Gianni Pardo

ALESIA È IN POLONIA

Ci sono delle battaglie che segnano il destino di una guerra e della storia. Una di queste è la battaglia di Alesia (Borgogna) che pose fine alla rivolta dei Galli e consacrò il genio militare di Cesare. Le vicende dell’assedio, del soccorso portato da oltre duecentomila Galli agli assediati, e dell’esito della battaglia vinta dai romani su due fronti, sono note. Ma quel che interessa è un particolare atroce e tuttavia significativo.
Vercincetorige cercava di evitare lo scontro frontale con l’esercito romano, perché ne riconosceva la superiore organizzazione. Così una volta, trovandosi a mal partito, si rifugiò con i suoi in una cittadina facile da difendere, perché posta su una collina e, prima che i romani avessero il tempo di rendere ermetico l’assedio, mandò dei messi a chiedere aiuto. Ciò fece particolarmente perché, valutando le riserve di cibo, e considerando che già i suoi soldati soltanto erano circa ottantamila, gli era apparso chiaro che Alesia non avrebbe potuto resistere a lungo.
Aveva visto bene. Infatti, prima ancora che arrivassero i soccorsi, le riserve di granaglie cominciarono ad esaurirsi e il capo militare si rese conto che non c’era cibo per tutti. Così adottò una decisione crudele ma l’unica – a suo parere – capace di permettere la resistenza: fece espellere dalla città vecchi, donne e bambini, cioè chiunque non potesse portare armi e contribuire alla difesa, sperando che Cesare li accogliesse. Ma Cesare fu irremovibile, anche se quelli si offrivano come schiavi. I poveretti perirono di stenti.
Questo episodio è indimenticabile. Da settanta e passa anni noi viviamo in un’epoca di pace e di buonismo e il comportamento di Vercingetorige ci appare semplicemente orribile. Né molto meglio giudicheremmo Cesare. Ma considerando che cos’è la guerra, e che cos’era a quei tempi, quando era normale rendere schiavi tutti i vinti, ma anche passarli a fil di spada a migliaia (a volte inclusi anche donne e bambini) il calcolo di Vercingetorige era semplice: se avesse fatto nutrire tutti, la sconfitta era sicura per tutti e le conseguenze inimmaginabili. Comunque negative. Con quel provvedimento c’era più che il pericolo di far perire la popolazione civile ma anche la possibilità di vincere la battaglia e forse la guerra contro i romani. Meglio la seconda soluzione.
Altro episodio. Caterina Sforza era assediata a Forlì e gli assedianti avevano catturato i suoi figli, due o tre, non ricordo. Così le fecero sapere che li avrebbero uccisi se lei non si fosse arresa e la città non si fosse consegnata. Caterina, salita sugli spalti, gli gridò che potevano impiccarli lì stesso, dinanzi a lei, che lei non si sarebbe arresa. E quanto ai figli disse – sollevandosi la gonna e mostrando il suo pube – che aveva “lì” di che farne quanti ne voleva, di figli. La storia ci dice che gli assedianti non uccisero i suoi figli, ma ciò che importa è chiedersi: Caterina era una madre indegna?

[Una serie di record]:
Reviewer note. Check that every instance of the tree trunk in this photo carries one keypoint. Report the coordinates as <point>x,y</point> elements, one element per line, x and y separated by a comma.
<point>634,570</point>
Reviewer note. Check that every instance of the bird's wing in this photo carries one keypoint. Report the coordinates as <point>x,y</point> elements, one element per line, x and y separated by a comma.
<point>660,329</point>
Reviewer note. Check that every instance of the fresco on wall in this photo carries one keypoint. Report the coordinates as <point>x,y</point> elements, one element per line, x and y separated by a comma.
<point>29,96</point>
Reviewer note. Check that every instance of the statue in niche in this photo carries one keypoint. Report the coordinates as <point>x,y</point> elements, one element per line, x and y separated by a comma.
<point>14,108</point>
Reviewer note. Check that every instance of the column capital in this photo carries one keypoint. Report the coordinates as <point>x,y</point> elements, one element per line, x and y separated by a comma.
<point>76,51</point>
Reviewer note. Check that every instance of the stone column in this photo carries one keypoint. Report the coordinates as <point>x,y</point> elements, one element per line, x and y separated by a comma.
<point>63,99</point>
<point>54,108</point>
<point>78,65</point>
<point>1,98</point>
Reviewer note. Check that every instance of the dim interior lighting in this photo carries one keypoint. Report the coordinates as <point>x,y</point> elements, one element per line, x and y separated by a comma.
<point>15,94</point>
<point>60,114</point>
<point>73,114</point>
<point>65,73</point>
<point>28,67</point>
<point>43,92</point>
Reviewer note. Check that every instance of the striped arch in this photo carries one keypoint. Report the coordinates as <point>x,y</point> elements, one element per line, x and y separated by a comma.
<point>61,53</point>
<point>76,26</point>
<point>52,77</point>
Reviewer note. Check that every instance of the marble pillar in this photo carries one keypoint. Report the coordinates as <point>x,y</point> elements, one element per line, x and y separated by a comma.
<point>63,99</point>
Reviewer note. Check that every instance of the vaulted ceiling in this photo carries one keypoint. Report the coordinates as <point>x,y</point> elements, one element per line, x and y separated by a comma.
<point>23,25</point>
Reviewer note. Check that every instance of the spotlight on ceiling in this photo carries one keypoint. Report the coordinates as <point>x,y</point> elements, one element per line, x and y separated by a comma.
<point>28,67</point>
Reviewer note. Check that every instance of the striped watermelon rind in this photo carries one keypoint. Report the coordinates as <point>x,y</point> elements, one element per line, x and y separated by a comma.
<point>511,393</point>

[LAVORO DA SVOLGERE]:
a – Trascrivi dal brano fornito il passo che inizia con "Questo episodio è" e termina con "la seconda soluzione.".
b – Rispondi a queste domande sul brano fornito:
(i) Quale regione è indicata tra parentesi accanto al nome di Alesia?
(ii) Quanti erano, all'incirca, i soldati di Vercingetorige ad Alesia?
(iii) In quale città era assediata Caterina Sforza?
Per rispondere ci si basa esclusivamente sul brano fornito.

[SOLUZIONI DEGLI ESERCIZI]:
a –
Questo episodio è indimenticabile. Da settanta e passa anni noi viviamo in un’epoca di pace e di buonismo e il comportamento di Vercingetorige ci appare semplicemente orribile. Né molto meglio giudicheremmo Cesare. Ma considerando che cos’è la guerra, e che cos’era a quei tempi, quando era normale rendere schiavi tutti i vinti, ma anche passarli a fil di spada a migliaia (a volte inclusi anche donne e bambini) il calcolo di Vercingetorige era semplice: se avesse fatto nutrire tutti, la sconfitta era sicura per tutti e le conseguenze inimmaginabili. Comunque negative. Con quel provvedimento c’era più che il pericolo di far perire la popolazione civile ma anche la possibilità di vincere la battaglia e forse la guerra contro i romani. Meglio la seconda soluzione.

b –
(i) La regione indicata è la Borgogna.
(ii) I soldati di Vercingetorige erano circa ottantamila.
(iii) Caterina Sforza era assediata a Forlì.